### Selected extract
• • • •

People v. Davis

126 N.W.2d 725 | Mich. | 1964

372 Mich. 402 (1964)
126 N.W.2d 725

PEOPLE
v.
DAVIS.

Calendar No. 28, Docket No. 50,309.

Supreme Court of Michigan.

Decided March 5, 1964.

Frank J. Kelley, Attorney General, Robert A. Derengoski, Solicitor General, Samuel H. Olsen, Prosecuting Attorney, Samuel J. Torina and Angelo A. Pentolino, Assistant Prosecuting Attorneys, for the people.

Goldfarb & Hudnut (Albert A. Goldfarb, of counsel), for defendants.

*403 DETHMERS, J.

• • • •

### Instructions to follow
Continue the Michigan Supreme Court opinion in People v. Davis, starting with the first words of the opinion after "DETHMERS, J."

### Available data
• • • •

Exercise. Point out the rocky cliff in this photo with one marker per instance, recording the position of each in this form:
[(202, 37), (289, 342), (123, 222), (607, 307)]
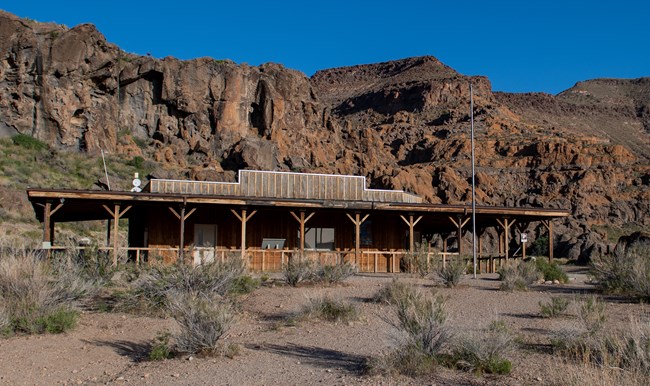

• • • •

### Result of this exercise
Defendants had been arraigned in the recorder's court for the city of Detroit on an information charging conspiracy to commit abortion. They were present in court on the day set for trial. The people's 29 witnesses had been subpoenaed and were prepared to testify. There had been a preliminary examination and defendants and their counsel were aware of the proofs which were available to the people to prove the case. When the case was called for trial the attorney for defendants announced that they wished to plead guilty to the second count of abortion. The information then contained no second count, but the prosecuting attorney, at that juncture, moved to add a count of abortion, defendants' attorney consented, and the court so ordered. Defendant Davis thereupon entered a plea of guilty to abortion and defendant Lanning to the included offense of attempted abortion.

After accepting the guilty pleas, the court referred the matters to the probation department for report prior to sentence. The time for sentence was fixed for a day certain just 3 weeks later.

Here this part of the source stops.